» Source excerpt:
::::

The MobileBERT from [MobileBERT: a Compact Task-Agnostic BERT for Resource-Limited Devices](https://arxiv.org/abs/2004.02984) by Zhiqing Sun, Hongkun Yu, Xiaodan Song, Renjie Liu, Yiming Yang, Denny Zhou, was added to the library for both PyTorch and TensorFlow.

A single checkpoint is added: `mobilebert-uncased` which is the `uncased_L-24_H-128_B-512_A-4_F-4_OPT` checkpoint converted to our API.

This model was first implemented in PyTorch by lonePatient, ported to the library by vshampor, then finalized and implemented in Tensorflow by LysandreJik.

Eli5 examples (yjernite) 4968

- The examples/eli5 folder contains training code for the dense retriever and to fine-tune a BART model, the jupyter notebook for the blog post, and the code for the live demo.

- The RetriBert model implements the dense passage retriever. It's basically a wrapper for two Bert models and projection matrices, but it does gradient checkpointing in a way that is very different from a concurrent PR and Yacine thought it would be easier to write its own class for now and see if we can merge into the BART code later.

Enhanced examples/seq2seq (sshleifer)

- the `examples/seq2seq` [folder](https://github.com/huggingface/transformers/blob/master/examples/seq2seq/README.md) is a combination of the old `examples/summarization` and `examples/translation` folders.
- Finetuning works well for summarization, more experiments needed for translation. Finetuning works on multi-gpu, saves rouge scores during validation, and provides `--freeze_encoder` and `--freeze_embeds` options. These options make finetuning BART 5x faster on the cnn/dailymail dataset.
- Distillbart code is added in distillation.py. It only supports summarization, for now.
- Evaluation works well for both summarization and translation.
- New weights and biases [shared task](https://github.com/huggingface/transformers/blob/master/examples/seq2seq/README.md#xsum-shared-task) for collaboration on the XSUM summarization task

Distilbart (sshleifer)
- Distilbart models are smaller versions of `bart-large-cnn` and `bart-large-xsum`. They can be loaded using `BartForConditionalGeneration.from_pretrained('sshleifer/distilbart-xsum-12-6')`, for example See this [tweet](https://twitter.com/sam_shleifer/status/1276160367853547522?s=20) for more info on available models and their speed/performance.
- Commands to reproduce are available in the `examples/seq2seq` [folder](https://github.com/huggingface/transformers/blob/master/examples/seq2seq/README.md)

BERT Loses Patience (JetRunner)

Add BERT Loses Patience (Patience-based Early Exit) based on the paper https://arxiv.org/abs/2006.04152 and the official implementation https://github.com/JetRunner/PABEE

Unifying `label` arguments (sgugger) 4722

- Deprecate any argument that's not `labels` (like `masked_lm_labels`, `lm_labels`, etc.) to `labels`.

::::

» Entries provided:
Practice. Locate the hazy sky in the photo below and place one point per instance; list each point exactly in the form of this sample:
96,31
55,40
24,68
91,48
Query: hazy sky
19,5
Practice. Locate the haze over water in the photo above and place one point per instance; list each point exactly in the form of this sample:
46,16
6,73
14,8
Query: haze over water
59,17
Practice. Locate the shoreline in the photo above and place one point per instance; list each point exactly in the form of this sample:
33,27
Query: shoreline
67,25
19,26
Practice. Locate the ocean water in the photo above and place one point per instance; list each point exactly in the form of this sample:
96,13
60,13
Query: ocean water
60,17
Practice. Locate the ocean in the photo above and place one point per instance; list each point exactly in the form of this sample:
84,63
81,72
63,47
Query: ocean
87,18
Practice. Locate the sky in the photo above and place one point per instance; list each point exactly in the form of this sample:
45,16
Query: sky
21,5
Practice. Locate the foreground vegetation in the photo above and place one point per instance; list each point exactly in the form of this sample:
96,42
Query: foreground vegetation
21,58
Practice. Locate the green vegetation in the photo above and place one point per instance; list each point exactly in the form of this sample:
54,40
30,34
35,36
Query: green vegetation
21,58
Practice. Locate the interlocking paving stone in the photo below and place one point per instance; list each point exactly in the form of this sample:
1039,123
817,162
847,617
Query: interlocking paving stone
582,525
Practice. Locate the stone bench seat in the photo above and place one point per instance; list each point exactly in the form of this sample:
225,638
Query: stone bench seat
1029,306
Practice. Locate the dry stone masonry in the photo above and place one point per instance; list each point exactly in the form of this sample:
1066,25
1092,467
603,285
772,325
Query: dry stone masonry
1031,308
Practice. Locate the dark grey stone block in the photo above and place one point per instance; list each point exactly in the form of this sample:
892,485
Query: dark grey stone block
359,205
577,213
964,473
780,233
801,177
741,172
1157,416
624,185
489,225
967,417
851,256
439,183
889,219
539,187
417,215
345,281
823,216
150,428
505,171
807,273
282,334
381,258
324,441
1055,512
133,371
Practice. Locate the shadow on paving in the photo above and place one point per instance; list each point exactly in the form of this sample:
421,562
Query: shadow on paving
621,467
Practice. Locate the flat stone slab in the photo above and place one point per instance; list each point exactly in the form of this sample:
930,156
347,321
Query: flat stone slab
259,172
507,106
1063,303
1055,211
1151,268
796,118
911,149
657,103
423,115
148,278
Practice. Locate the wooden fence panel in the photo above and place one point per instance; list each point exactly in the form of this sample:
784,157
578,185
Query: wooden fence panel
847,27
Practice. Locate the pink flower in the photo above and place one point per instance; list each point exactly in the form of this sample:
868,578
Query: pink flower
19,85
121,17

::::

» Aim of the exercise:
In the release notes:
(a) What single checkpoint is added for MobileBERT?
(b) Which two older folders were combined to form `examples/seq2seq`?
(c) What does the RetriBert model implement?
Rely only on the release notes, not on the items.

» Exercise output:
(a) `mobilebert-uncased`, which is the `uncased_L-24_H-128_B-512_A-4_F-4_OPT` checkpoint converted to the library's API.
(b) `examples/summarization` and `examples/translation`.
(c) The dense passage retriever.